Work required: Look at the entries below and reproduce them exactly.

· · · · ·

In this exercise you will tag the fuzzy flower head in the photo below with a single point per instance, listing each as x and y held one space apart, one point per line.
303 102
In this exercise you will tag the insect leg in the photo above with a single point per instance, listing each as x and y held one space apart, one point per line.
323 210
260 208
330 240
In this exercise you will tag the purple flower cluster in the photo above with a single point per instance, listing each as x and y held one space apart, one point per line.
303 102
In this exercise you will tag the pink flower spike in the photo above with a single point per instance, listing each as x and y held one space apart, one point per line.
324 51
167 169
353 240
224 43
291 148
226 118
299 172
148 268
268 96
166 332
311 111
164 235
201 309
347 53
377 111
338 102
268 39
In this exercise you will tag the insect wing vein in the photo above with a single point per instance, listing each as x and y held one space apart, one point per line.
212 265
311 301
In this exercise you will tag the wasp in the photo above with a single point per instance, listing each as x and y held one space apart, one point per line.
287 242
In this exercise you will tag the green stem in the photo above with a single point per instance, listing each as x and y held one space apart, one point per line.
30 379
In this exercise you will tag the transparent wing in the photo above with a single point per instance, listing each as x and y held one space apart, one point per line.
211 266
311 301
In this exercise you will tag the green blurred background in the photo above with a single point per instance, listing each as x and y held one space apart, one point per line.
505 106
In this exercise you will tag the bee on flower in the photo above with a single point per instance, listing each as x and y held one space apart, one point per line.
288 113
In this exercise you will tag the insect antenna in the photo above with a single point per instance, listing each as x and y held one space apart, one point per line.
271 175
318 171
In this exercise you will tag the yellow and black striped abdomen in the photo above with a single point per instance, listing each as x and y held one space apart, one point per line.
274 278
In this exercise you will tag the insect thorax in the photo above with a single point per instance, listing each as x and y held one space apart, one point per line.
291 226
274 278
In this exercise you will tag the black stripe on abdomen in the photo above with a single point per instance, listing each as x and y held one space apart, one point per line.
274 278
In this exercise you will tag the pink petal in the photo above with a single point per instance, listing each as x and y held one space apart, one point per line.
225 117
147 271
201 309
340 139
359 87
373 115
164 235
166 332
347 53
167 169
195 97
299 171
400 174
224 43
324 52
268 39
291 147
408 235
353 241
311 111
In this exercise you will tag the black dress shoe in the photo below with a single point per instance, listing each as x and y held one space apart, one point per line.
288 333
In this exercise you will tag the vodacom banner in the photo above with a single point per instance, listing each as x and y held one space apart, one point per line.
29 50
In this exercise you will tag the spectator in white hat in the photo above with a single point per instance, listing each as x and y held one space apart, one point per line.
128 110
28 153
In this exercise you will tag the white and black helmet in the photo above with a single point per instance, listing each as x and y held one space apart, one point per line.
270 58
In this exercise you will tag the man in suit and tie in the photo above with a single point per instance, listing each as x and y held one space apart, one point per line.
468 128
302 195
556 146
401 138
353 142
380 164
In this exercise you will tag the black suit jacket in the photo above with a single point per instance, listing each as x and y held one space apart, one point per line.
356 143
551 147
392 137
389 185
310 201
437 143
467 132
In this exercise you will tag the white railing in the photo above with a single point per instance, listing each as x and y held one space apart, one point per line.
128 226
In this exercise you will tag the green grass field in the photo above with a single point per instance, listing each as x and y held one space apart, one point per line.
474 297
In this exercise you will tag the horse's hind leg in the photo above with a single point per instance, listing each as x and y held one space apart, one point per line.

· · · · ·

Exercise result:
In this exercise you will tag the fuzzy flower head in the photo below with a single point per instance, listing each as x and y held one space apart, one point per line.
303 102
In this exercise you will tag the insect leg in the photo above with a single point per instance, listing each as x and y held one space apart, one point per line.
323 210
260 208
330 240
In this exercise you will tag the purple flower cluster in the photo above with a single point per instance, listing each as x and y held one space apart, one point per line.
303 102
In this exercise you will tag the pink flower spike in the photo above with a single point per instance, listing each as x and y held one space apart, one point per line.
324 51
167 169
353 240
224 43
291 148
226 118
299 172
148 268
268 96
166 332
311 111
164 235
201 309
347 53
377 111
338 102
268 39
In this exercise you will tag the insect wing vein in the photo above with a single point per instance, listing each as x and y held one space apart, one point per line.
212 265
311 301
In this exercise you will tag the wasp in the photo above with a single point per instance, listing each as x and y held one space apart, one point per line.
287 242
In this exercise you will tag the green stem in the photo above with a single point per instance, listing each as x and y held one space apart, one point per line.
30 379
In this exercise you will tag the transparent wing in the photo above with a single point per instance, listing each as x and y held one space apart, one point per line.
211 266
311 301
In this exercise you will tag the green blurred background in the photo above with a single point per instance, listing each as x and y held one space apart, one point per line.
505 106
In this exercise you will tag the bee on flower in the photo above with a single point per instance, listing each as x and y held one space apart, one point per line.
288 113
In this exercise you will tag the insect antenna in the photo above with a single point per instance, listing each as x and y held one space apart, one point per line.
271 175
318 171
In this exercise you will tag the yellow and black striped abdomen in the photo above with a single point per instance, listing each as x and y held one space apart, one point per line.
274 278
In this exercise you will tag the insect thorax in the photo above with a single point per instance, listing each as x and y held one space apart, one point per line.
291 226
274 278
In this exercise you will tag the black stripe on abdomen in the photo above with a single point per instance, listing each as x and y held one space apart, one point per line.
274 278
In this exercise you will tag the pink petal in the photo above with a single point per instance, listing each as x and y held one space apart, one point per line.
225 117
147 271
201 309
340 139
359 87
373 115
164 235
166 332
347 53
167 169
195 97
299 171
400 174
224 43
324 52
268 39
291 147
408 235
353 241
311 111
In this exercise you will tag the black dress shoe in the photo below with a single point per instance, listing each as x and y held one space apart, one point per line.
288 333
In this exercise you will tag the vodacom banner in the photo above with a single point per instance, listing each as x and y held one space apart, one point per line.
29 50
In this exercise you will tag the spectator in white hat in the photo above with a single point per instance, listing each as x and y held one space apart, one point per line.
128 110
28 153
In this exercise you will tag the white and black helmet in the photo above with a single point per instance, listing each as x and y held one space apart, one point per line.
270 58
In this exercise you will tag the man in suit and tie in the photo above with a single point per instance, listing each as x and y held one space apart, one point per line.
468 128
302 195
556 146
401 138
353 142
380 164
In this exercise you will tag the black suit jacket in the photo above with a single point per instance, listing each as x and y held one space apart, one point per line.
356 143
551 147
392 137
389 185
310 201
437 143
467 132
In this exercise you will tag the white railing in the photo above with a single point per instance, listing each as x and y held one space apart, one point per line.
128 226
In this exercise you will tag the green grass field in the photo above with a single point per instance, listing each as x and y held one space apart, one point per line.
474 297
In this exercise you will tag the horse's hind leg in the photo above with a single point per instance, listing each as x and y held one space apart, one point per line.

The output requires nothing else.